- Reading text -
The present invention relates to a method for controlling fluid loss from a subterranean formation. More specifically, the present invention relates to methods for controlling the loss of well treatment fluids, such as fluids used for stimulating production of hydrocarbons from such formations, fluids used for diverting the flow of fluids, fluids used for controlling water production, pad stages for conventional propped fracturing treatments, solvent treatments, and in general, any fluid used in treating a formation.
The flow of fluids through porous media, for example the production of fluids from wells, is governed by three principle factors: the size of the flow path, the permeability of the flow path, and the driving force. It is often necessary to stimulate the production of fluids from subterranean formations when wells are not producing satisfactorily. The failure to produce is typically due to an inadequate, or a damaged, path for fluids to flow from the formation to the wellbore. This damage may be because the formation inherently has insufficient porosity and/or permeability, or because the porosity and/or permeability have been decreased (damaged) near the wellbore during drilling and/or completion and/or production.
There are two main stimulation techniques: matrix stimulation and fracturing. Matrix stimulation is accomplished by injecting a fluid (e.g., acid or solvent) to dissolve and/or disperse materials that impair well production or to create new, unimpaired flow channels between the wellbore and a formation. Matrix stimulation, typically called matrix acidizing when the stimulation fluid is an acid, generally is used to treat only the near-wellbore region. In a matrix acidizing treatment, the acid used (typically hydrochloric acid for carbonate formations) is injected at a pressure low enough to prevent fracturing the formation.
When acid is pumped into a subterranean formation, such as a carbonate (for example, limestone or dolomite) formation, at pressures below the fracture pressure, the acid flows preferentially into the highest solubility or the highest permeability (that is, largest pores, vugs or natural fractures) regions. Acid reaction in the high-solubility or high-permeability region ideally causes the formation of large, highly conductive flow channels called wormholes that form approximately radially from the wellbore. However, acid that enters vugs or natural fractures may be substantially wasted, and low permeability regions may be untreated.

- Data listing -

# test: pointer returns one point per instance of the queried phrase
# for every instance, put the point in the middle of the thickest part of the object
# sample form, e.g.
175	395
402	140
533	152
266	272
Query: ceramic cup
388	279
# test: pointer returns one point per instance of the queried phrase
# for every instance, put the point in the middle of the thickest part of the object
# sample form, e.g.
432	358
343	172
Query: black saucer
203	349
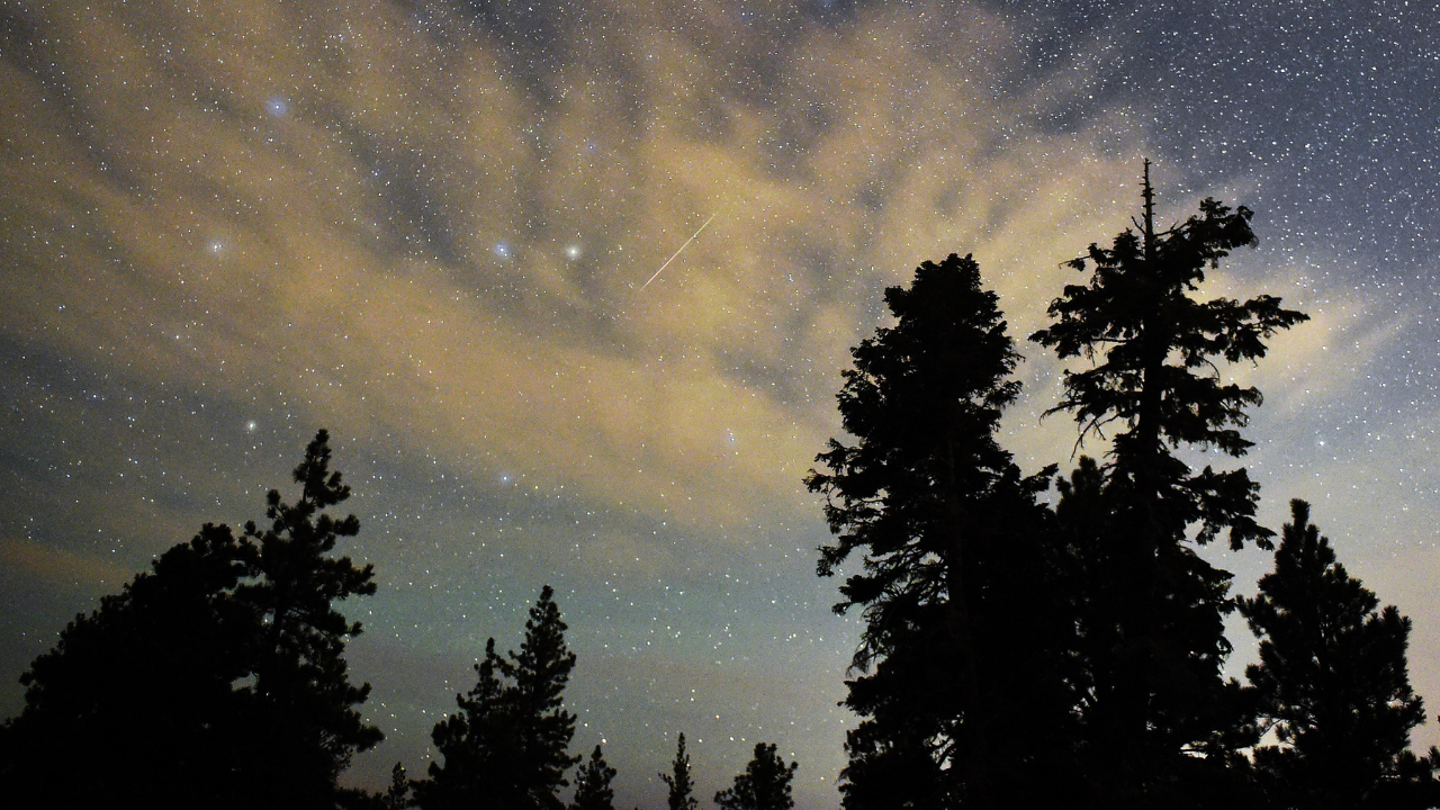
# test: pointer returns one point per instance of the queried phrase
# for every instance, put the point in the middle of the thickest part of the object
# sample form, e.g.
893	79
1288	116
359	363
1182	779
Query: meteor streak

...

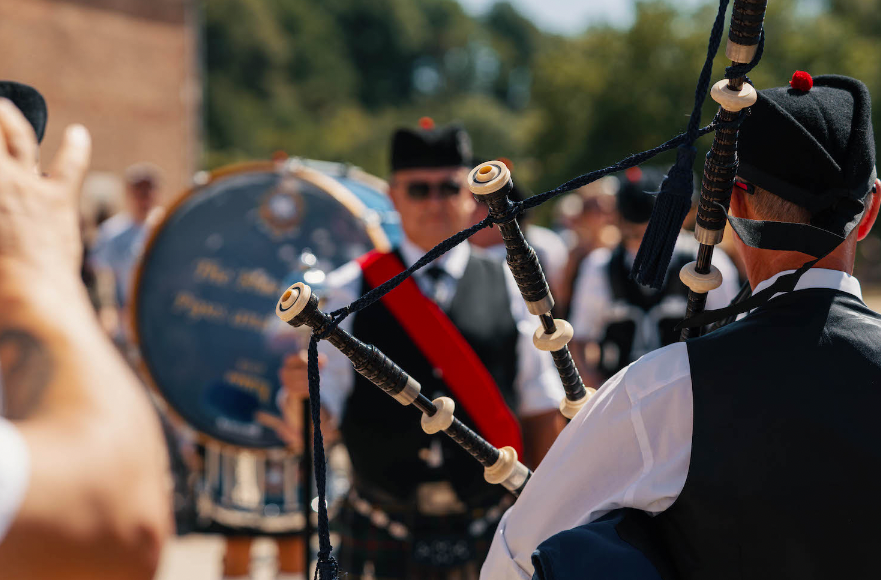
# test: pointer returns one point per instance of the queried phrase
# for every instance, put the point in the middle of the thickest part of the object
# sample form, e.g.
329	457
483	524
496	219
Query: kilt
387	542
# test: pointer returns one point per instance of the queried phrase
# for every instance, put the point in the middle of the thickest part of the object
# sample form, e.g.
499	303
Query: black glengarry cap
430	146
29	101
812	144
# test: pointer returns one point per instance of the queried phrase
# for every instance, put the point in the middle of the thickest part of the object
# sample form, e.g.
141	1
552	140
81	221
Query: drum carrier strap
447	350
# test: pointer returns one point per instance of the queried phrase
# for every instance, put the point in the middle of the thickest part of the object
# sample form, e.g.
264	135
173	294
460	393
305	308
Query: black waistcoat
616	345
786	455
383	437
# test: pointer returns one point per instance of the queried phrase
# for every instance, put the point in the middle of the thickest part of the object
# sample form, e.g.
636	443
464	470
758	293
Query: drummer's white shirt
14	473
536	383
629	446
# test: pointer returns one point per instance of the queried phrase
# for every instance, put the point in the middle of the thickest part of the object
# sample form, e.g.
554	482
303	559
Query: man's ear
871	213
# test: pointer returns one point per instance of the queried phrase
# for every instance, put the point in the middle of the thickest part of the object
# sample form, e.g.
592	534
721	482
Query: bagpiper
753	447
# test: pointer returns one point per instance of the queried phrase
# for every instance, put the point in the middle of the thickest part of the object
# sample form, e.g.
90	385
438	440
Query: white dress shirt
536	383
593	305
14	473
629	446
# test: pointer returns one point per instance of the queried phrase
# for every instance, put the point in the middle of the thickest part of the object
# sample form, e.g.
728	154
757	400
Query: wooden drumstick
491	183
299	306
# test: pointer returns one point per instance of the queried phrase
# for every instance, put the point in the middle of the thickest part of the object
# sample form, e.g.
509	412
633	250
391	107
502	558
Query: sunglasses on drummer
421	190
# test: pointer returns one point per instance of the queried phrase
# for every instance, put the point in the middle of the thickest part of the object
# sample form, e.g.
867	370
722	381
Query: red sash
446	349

- Goals -
a - Find every line in the records that contains the string "black", matching case exactly, and copy each of those lines.
b - Extend the passage on well stimulation and fluid loss, starting right after its last sentence.

- Replies -
a -
Query: black saucer
Query: black glengarry cap
Query: black waistcoat

b -
In fracturing, on the other hand, a fluid is forced into the formation at a pressure above that at which the formation rock parts to create an enlarged flow path. When the pressure is released, the fracture typically closes and the new flow path is not maintained unless the operator provides some mechanism by which the fracture is held open. There are two common ways of holding the fracture open. In conventional propped hydraulic fracturing, a viscous fluid (pad stage) is injected to generate or propagate a fracture. Subsequent stages of viscous fluid carry solid proppant that is trapped in the fracture when the pressure is released, preventing the fracture from fully closing. In acid fracturing, also known as fracture acidizing, the fracture is generated and subsequently treated with an acid. In this case, however, the treatment parameters are commonly adjusted so that wormholing does not occur. Instead, the object is to etch the faces of the fracture differentially. Then, when the pressure is released, the fracture does not close completely because the differential etching has created a gap, or non-matching uneven surfaces, where material has been removed. Ideally the differential etching forms flow channels, usually running along the faces of the fracture from the tip to the wellbore, that enhance production.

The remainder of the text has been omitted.